Another Miss Oh () is a South Korean television series starring Eric Mun, Seo Hyun-jin, Jeon Hye-bin. It replaced Pied Piper and broadcast on cable network tvN on Mondays and Tuesdays at 23:00 (KST) time slot for 18 episodes from May 2 to June 28, 2016.

The series recorded the highest audience rating for a tvN Monday-Tuesday show and became one of the highest-rated Korean dramas in cable television history. The drama was extended by 2 episodes and 2 specials.

Synopsis
Park Do-kyung (Eric Mun) is a sound director in his 30s. A year ago, his bride, Oh Hae-young (pretty) (Jeon Hye-bin), disappeared on their wedding day leaving him miserable. One year after that incident, Do-kyung was told that Hae-young is going to marry a young entrepreneur named Han Tae-jin (Lee Jae-yoon). Do-kyung exacted revenge by sabotaging Tae-jin's business leaving him bankrupt. However, the woman who has the name Oh Hae-young (just/"그냥") (Seo Hyun-jin) was actually just a stranger who coincidentally has the same name as the other Oh Hae-young (pretty) who left him.

Coincidentally, Oh Hae-young (just) is the girl that Do-kyung had been seeing lately in his visions, and he sees snapshots of the future with her in it.

Tae-jin was soon to be sent to jail due to bankruptcy, and hence before his imprisonment he meets his fiancée, Hae-young (just), and tells her that he doesn't love her enough to marry her and wants to call off their wedding. Truthfully, Tae-jin was lying and his true intentions was to let her go so that she will gain happiness.
════════════════
Requirements:
1. From the Another Miss Oh passage, return the text between "The series recorded" and "and 2 specials.", inclusive.
2. In the Another Miss Oh passage, what is Park Do-kyung's job?
Rely only on the Another Miss Oh passage.

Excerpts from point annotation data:
════════════════
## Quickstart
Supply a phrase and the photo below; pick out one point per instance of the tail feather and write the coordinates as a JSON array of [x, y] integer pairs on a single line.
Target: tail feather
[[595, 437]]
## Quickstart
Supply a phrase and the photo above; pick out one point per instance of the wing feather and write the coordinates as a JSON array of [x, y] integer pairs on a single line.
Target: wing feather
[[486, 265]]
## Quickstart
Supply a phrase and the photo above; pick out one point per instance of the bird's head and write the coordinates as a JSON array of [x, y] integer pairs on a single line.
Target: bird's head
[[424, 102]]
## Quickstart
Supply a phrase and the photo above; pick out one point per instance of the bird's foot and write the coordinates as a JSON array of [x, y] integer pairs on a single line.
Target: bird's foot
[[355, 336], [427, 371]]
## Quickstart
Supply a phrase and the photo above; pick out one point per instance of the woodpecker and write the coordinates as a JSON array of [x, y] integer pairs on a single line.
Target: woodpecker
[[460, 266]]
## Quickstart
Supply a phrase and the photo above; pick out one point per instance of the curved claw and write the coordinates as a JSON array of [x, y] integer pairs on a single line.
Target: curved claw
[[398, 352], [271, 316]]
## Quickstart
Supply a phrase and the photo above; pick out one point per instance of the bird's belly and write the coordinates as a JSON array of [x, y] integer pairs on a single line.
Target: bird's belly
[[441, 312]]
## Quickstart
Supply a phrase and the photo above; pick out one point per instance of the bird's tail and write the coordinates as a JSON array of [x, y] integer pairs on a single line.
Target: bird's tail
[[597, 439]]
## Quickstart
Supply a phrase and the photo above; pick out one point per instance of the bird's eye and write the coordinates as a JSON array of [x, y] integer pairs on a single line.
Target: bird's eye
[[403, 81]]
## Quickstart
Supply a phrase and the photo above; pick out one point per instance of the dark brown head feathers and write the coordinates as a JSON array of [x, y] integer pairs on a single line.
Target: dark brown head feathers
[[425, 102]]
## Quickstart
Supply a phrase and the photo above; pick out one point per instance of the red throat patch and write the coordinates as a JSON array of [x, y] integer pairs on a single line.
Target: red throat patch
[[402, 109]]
════════════════
Exercise solutions:
1.
The series recorded the highest audience rating for a tvN Monday-Tuesday show and became one of the highest-rated Korean dramas in cable television history. The drama was extended by 2 episodes and 2 specials.

2. He is a sound director.